WHAT IS EXPECTED |
Of the lines listed below, return exactly those that run from the line containing "One marker per instance of the blue" through the line containing "One marker per instance of the man's hand", both included.

GIVEN ENTRIES |
════════

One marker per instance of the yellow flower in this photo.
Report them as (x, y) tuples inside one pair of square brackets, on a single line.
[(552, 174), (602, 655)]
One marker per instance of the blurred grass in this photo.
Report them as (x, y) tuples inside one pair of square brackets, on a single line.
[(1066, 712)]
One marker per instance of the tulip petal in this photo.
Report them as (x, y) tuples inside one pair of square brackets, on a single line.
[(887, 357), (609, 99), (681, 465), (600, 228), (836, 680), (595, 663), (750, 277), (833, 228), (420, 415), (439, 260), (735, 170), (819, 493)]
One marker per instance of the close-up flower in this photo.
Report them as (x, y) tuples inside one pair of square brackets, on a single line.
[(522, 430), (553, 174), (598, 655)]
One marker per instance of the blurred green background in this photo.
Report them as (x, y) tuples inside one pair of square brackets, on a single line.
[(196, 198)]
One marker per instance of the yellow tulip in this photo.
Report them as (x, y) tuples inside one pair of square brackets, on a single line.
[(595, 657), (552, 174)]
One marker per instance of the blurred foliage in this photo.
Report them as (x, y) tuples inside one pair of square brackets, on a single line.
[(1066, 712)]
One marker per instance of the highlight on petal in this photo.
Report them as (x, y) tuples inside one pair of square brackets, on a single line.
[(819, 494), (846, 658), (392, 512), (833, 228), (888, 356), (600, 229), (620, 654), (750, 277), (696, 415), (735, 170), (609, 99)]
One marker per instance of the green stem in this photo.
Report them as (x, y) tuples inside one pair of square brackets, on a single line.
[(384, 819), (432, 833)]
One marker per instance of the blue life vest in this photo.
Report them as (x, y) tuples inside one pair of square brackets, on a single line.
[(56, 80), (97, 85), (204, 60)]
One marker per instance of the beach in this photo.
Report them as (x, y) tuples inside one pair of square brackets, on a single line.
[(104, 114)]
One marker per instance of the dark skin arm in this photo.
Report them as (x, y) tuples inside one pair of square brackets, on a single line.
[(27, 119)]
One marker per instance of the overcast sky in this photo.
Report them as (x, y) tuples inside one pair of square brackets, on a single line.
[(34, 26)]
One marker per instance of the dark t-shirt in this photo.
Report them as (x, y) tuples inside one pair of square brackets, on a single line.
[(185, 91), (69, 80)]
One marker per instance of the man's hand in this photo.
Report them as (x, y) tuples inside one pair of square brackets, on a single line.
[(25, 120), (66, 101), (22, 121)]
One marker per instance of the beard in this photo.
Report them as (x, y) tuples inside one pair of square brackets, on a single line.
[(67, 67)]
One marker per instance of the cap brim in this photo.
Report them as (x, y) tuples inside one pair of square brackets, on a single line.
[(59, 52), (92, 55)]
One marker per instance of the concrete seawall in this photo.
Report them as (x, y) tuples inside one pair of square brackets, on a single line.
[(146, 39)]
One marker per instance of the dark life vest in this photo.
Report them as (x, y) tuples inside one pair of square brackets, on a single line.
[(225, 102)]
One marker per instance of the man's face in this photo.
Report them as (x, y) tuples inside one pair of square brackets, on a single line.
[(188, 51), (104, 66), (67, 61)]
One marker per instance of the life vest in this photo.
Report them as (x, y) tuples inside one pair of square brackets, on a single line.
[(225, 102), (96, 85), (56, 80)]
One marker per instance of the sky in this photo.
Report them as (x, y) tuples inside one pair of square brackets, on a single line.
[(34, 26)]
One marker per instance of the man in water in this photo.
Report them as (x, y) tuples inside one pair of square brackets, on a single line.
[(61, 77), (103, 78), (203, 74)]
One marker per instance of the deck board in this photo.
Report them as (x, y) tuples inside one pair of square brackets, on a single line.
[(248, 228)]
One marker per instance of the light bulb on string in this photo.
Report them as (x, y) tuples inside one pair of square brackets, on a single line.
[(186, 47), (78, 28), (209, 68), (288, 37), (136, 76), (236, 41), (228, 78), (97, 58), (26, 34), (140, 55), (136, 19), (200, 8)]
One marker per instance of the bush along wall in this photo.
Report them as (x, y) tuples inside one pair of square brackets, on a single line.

════════

RESULT |
One marker per instance of the blue life vest in this photo.
Report them as (x, y) tuples inside one pair of square brackets, on a single line.
[(56, 80), (97, 85), (204, 60)]
One marker per instance of the beach in this photo.
Report them as (x, y) tuples inside one pair of square brackets, on a single line.
[(104, 114)]
One marker per instance of the dark skin arm in this photo.
Report them as (x, y) tuples inside one pair of square brackets, on a single line.
[(27, 119)]
One marker per instance of the overcast sky in this photo.
Report them as (x, y) tuples inside one pair of square brackets, on a single line.
[(34, 26)]
One marker per instance of the dark t-shirt in this photo.
Report them as (x, y) tuples inside one pair of square brackets, on a single line.
[(185, 91), (69, 80)]
One marker per instance of the man's hand in this photo.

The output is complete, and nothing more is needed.